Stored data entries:
┌──

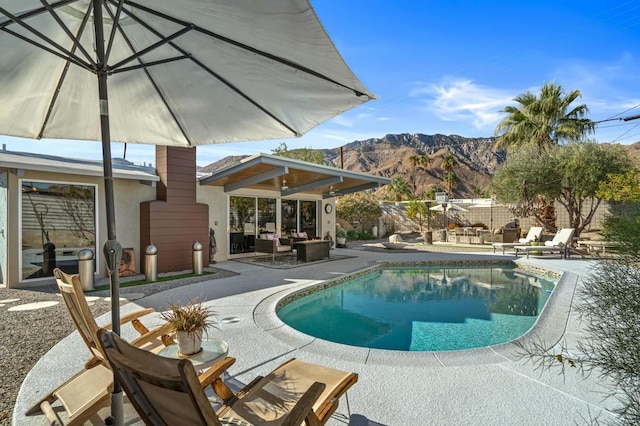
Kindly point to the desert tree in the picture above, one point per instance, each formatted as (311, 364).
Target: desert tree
(568, 174)
(544, 121)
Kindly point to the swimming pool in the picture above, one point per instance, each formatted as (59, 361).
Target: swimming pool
(423, 308)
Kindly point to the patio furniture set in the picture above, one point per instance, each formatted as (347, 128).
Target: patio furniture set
(306, 250)
(165, 387)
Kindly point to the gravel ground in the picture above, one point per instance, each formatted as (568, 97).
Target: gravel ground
(27, 335)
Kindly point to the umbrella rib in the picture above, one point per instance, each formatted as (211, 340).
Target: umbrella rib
(68, 32)
(213, 73)
(137, 55)
(151, 80)
(150, 64)
(245, 47)
(54, 98)
(69, 56)
(116, 23)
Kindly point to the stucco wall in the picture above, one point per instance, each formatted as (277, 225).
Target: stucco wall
(128, 194)
(218, 201)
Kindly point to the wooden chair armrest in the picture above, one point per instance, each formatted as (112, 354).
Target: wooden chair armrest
(132, 317)
(162, 331)
(212, 375)
(303, 410)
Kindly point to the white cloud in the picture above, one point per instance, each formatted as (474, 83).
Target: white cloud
(341, 120)
(463, 100)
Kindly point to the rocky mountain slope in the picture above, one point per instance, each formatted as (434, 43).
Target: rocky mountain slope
(476, 158)
(389, 156)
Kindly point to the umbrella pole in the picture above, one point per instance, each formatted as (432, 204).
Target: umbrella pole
(112, 249)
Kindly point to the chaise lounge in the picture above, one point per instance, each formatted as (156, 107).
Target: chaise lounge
(560, 243)
(270, 243)
(168, 391)
(534, 234)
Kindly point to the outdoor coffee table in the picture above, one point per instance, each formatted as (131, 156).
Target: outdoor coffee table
(213, 350)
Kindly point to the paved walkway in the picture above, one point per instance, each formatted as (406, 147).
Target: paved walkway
(486, 386)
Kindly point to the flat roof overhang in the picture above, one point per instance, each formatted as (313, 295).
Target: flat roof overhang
(269, 172)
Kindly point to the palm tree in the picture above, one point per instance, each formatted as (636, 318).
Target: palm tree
(452, 180)
(448, 163)
(400, 188)
(544, 121)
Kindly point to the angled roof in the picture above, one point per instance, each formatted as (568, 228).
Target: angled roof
(122, 169)
(289, 176)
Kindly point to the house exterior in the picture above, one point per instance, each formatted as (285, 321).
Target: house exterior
(52, 208)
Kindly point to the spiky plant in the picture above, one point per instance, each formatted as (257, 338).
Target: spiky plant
(190, 318)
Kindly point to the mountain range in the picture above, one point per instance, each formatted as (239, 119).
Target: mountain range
(476, 158)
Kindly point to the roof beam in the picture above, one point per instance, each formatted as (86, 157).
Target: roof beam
(280, 171)
(229, 171)
(351, 190)
(312, 185)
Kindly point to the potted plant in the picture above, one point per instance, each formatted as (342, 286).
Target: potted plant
(341, 237)
(188, 323)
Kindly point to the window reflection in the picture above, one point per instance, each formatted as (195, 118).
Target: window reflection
(58, 221)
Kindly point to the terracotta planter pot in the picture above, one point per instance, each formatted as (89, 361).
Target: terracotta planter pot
(189, 343)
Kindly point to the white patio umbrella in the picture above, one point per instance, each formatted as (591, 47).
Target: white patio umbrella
(170, 72)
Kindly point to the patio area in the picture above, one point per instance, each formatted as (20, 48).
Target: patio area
(474, 387)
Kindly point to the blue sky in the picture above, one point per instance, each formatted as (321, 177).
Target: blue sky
(449, 67)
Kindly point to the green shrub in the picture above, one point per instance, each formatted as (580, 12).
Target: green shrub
(352, 234)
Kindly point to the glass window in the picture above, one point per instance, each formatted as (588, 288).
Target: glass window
(289, 217)
(242, 219)
(308, 218)
(266, 214)
(58, 221)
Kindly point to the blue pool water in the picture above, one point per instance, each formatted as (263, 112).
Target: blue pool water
(434, 308)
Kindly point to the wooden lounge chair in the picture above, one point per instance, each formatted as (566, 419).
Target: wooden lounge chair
(87, 392)
(560, 243)
(168, 391)
(534, 234)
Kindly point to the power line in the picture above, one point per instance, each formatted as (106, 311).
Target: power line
(633, 117)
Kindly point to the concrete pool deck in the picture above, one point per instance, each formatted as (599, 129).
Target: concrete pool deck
(486, 386)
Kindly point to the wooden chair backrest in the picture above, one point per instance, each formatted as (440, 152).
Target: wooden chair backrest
(76, 303)
(164, 391)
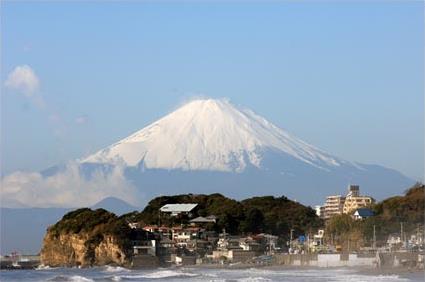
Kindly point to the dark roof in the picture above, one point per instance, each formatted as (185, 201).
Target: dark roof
(365, 212)
(201, 219)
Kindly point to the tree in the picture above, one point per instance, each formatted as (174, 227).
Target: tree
(253, 222)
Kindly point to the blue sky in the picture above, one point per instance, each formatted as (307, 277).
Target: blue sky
(347, 77)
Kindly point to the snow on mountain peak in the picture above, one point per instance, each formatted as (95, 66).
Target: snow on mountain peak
(209, 134)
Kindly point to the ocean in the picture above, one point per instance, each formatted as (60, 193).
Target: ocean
(109, 273)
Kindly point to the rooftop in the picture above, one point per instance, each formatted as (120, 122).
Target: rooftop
(177, 208)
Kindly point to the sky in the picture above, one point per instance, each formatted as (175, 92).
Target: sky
(347, 77)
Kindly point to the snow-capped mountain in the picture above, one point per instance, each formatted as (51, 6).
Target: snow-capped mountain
(212, 146)
(209, 135)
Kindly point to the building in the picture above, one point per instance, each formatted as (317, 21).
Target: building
(337, 204)
(354, 200)
(362, 213)
(320, 211)
(176, 209)
(334, 206)
(204, 220)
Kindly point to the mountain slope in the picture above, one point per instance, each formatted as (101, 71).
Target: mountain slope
(209, 135)
(209, 146)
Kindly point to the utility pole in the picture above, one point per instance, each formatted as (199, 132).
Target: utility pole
(290, 240)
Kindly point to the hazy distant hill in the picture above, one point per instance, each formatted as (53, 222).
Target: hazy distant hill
(22, 229)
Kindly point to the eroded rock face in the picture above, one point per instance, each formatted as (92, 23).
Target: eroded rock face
(81, 250)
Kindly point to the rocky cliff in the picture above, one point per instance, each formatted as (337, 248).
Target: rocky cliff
(76, 250)
(85, 237)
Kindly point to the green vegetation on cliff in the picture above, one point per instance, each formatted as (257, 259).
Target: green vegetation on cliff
(96, 225)
(276, 215)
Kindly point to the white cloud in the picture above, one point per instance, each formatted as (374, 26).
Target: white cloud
(81, 120)
(67, 188)
(24, 80)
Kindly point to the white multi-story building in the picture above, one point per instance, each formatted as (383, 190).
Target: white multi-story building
(354, 200)
(334, 206)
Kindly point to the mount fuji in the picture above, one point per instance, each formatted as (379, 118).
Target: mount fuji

└──

Task: Reprint every record exactly and skip the pictures.

Expected answer:
Kindly point to the desert tree in the picture above, one point per instance, each formatted as (311, 364).
Target: desert tree
(568, 174)
(544, 121)
Kindly point to the swimming pool in the picture above, one point per instance, each formatted as (59, 361).
Target: swimming pool
(423, 308)
Kindly point to the patio furniture set in the picture above, one point per instance, each formatted as (347, 128).
Target: patio furniture set
(306, 250)
(165, 387)
Kindly point to the gravel ground in the picture above, one point per instance, each formatted as (568, 97).
Target: gravel ground
(27, 335)
Kindly point to the umbrella rib in the picture above, one point per instance, each formatted as (211, 340).
Target: umbrella rib
(68, 32)
(213, 73)
(137, 55)
(151, 80)
(150, 64)
(245, 47)
(54, 98)
(69, 56)
(116, 23)
Kindly point to the stucco wall in the picture above, one point per instance, each formatted as (277, 225).
Target: stucco wall
(128, 194)
(218, 201)
Kindly point to the wooden chair armrest in the picture above, one point per instance, each formatted as (112, 354).
Target: wooden chair armrest
(132, 317)
(162, 331)
(212, 375)
(303, 410)
Kindly point to the white cloud in the picture above, one point per instance, each formatted as (474, 83).
Target: white cloud
(341, 120)
(463, 100)
Kindly point to the rocky mountain slope in the picture above, one point per instance, each formatted as (434, 43).
Target: rocky mountain slope
(476, 158)
(389, 156)
Kindly point to the umbrella pole in the picture above, one point per instance, each formatted as (432, 204).
Target: umbrella pole
(112, 249)
Kindly point to the chaise lounge in the picture above, one point per instance, each formatted as (156, 107).
Target: chaise lounge
(560, 243)
(270, 243)
(168, 391)
(534, 234)
Kindly point to the outdoor coffee table in the picture above, one point per instance, each formatted as (131, 156).
Target: outdoor coffee table
(213, 350)
Kindly point to the paved walkway in the picture above, one point per instance, each formatted as (406, 147).
Target: paved walkway
(486, 386)
Kindly point to the flat roof overhang in the picture above, one point per instance, each formatted as (313, 295).
Target: flat roof overhang
(269, 172)
Kindly point to the palm tree in the picture above, one point per instance, each formatted as (636, 318).
Target: palm tree
(452, 180)
(448, 163)
(400, 188)
(544, 121)
Kindly point to the angled roof in the picture above, one point per instance, each formatted as (568, 228).
Target: angled roof
(122, 169)
(289, 176)
Kindly point to the house exterior in the picture above, one point per instance, each formatted as (285, 321).
Target: house exterior
(52, 208)
Kindly point to the spiky plant in the picture above, one point per instance, each formatted as (257, 338).
Target: spiky plant
(190, 318)
Kindly point to the mountain range in the picture above, one point per instance, each formatted as (239, 119).
Target: mountain range
(476, 158)
Kindly point to the roof beam in the picture above, one point per instance, each formatted as (86, 157).
Target: roof beam
(280, 171)
(229, 171)
(351, 190)
(312, 185)
Kindly point to the potted plant in the picture above, one point per instance, each formatted as (342, 286).
Target: potted plant
(341, 237)
(188, 323)
Kindly point to the window reflection in the picture above, one point per instance, each formatted as (195, 118).
Target: window reflection
(58, 221)
Kindly point to the terracotta planter pot in the picture above, one point per instance, each formatted as (89, 361).
Target: terracotta planter pot
(189, 343)
Kindly point to the white patio umbrella in the picture above, one point per instance, each formatted as (591, 47).
Target: white patio umbrella
(170, 72)
Kindly point to the patio area in the picture above, one point per instance, each formatted as (20, 48).
Target: patio area
(474, 387)
Kindly point to the blue sky in the picture above, one point per instance, each formatted as (321, 177).
Target: blue sky
(449, 67)
Kindly point to the green shrub in the picture above, one point per instance, each formatted as (580, 12).
Target: green shrub
(352, 234)
Kindly point to the glass window in the picture above, one point per instance, each formatted as (588, 288).
Target: glass window
(289, 217)
(242, 219)
(308, 218)
(266, 214)
(58, 221)
Kindly point to the blue pool water in the picture above, one point per instance, each formatted as (263, 112).
Target: blue pool water
(434, 308)
Kindly point to the wooden lounge chair in the picture above, one point per instance, each formatted as (566, 419).
Target: wooden lounge chair
(87, 392)
(560, 243)
(168, 391)
(534, 234)
Kindly point to the power line in the picture above, one point per instance, each formatted as (106, 311).
Target: power line
(633, 117)
Kindly point to the concrete pool deck in the picture above, one point per instance, each formatted as (599, 129).
Target: concrete pool deck
(486, 386)
Kindly point to the wooden chair backrest in the picture above, one point per instance, each formatted as (440, 152).
Target: wooden chair backrest
(76, 303)
(164, 391)
Kindly point to the dark roof in the picture above, one point per instance, each formatted as (185, 201).
Target: dark roof
(365, 212)
(201, 219)
Kindly point to the tree in the picture above, one point per instance, each formatted as (174, 227).
Target: tree
(253, 222)
Kindly point to the blue sky in the picture above, one point per instance, each formatted as (307, 277).
Target: blue sky
(347, 77)
Kindly point to the snow on mountain peak in the picture above, one point per instance, each formatted as (95, 66).
Target: snow on mountain peak
(209, 134)
Kindly point to the ocean in the picture above, one point per instance, each formatted as (60, 193).
Target: ocean
(109, 273)
Kindly point to the rooftop in the picture above, one point per instance, each formatted as (120, 122).
Target: rooftop
(177, 208)
Kindly point to the sky in the picture above, one point per instance, each formatted as (175, 92).
Target: sky
(347, 77)
Kindly point to the snow-capped mountain in the picture above, one point per instance, each formatted as (51, 6).
Target: snow-capped mountain
(212, 146)
(209, 135)
Kindly point to the building in the picture above, one point per instance, each formatted as (317, 21).
Target: building
(337, 204)
(354, 200)
(362, 213)
(320, 211)
(176, 209)
(334, 206)
(204, 220)
Kindly point to the mountain slope in the picture above, one point per instance, each formatted as (101, 71).
Target: mountain slope
(209, 135)
(209, 146)
Kindly point to the utility pole in the picture above, one point per instance, each formatted as (199, 132).
Target: utility pole
(290, 240)
Kindly point to the hazy distant hill in the picture above, one point per instance, each formatted as (53, 222).
Target: hazy distant hill
(22, 229)
Kindly point to the eroded rock face in the picture above, one point per instance, each formatted as (92, 23).
Target: eroded rock face
(81, 250)
Kindly point to the rocky cliff in the picture above, one point per instance, each formatted as (337, 248).
Target: rocky cliff
(76, 250)
(85, 237)
Kindly point to the green vegetation on cliff in the picture above, one point per instance, each formatted as (257, 259).
Target: green vegetation on cliff
(96, 225)
(276, 215)
Kindly point to the white cloud in the picture above, one point per instance, each formatted as (374, 26).
Target: white cloud
(81, 120)
(67, 188)
(24, 80)
Kindly point to the white multi-story building in the picture above, one point per instance, each formatted as (383, 190).
Target: white multi-story building
(354, 200)
(334, 206)
Kindly point to the mount fuji in the picture above, one point per instance, each formatted as (379, 118).
Target: mount fuji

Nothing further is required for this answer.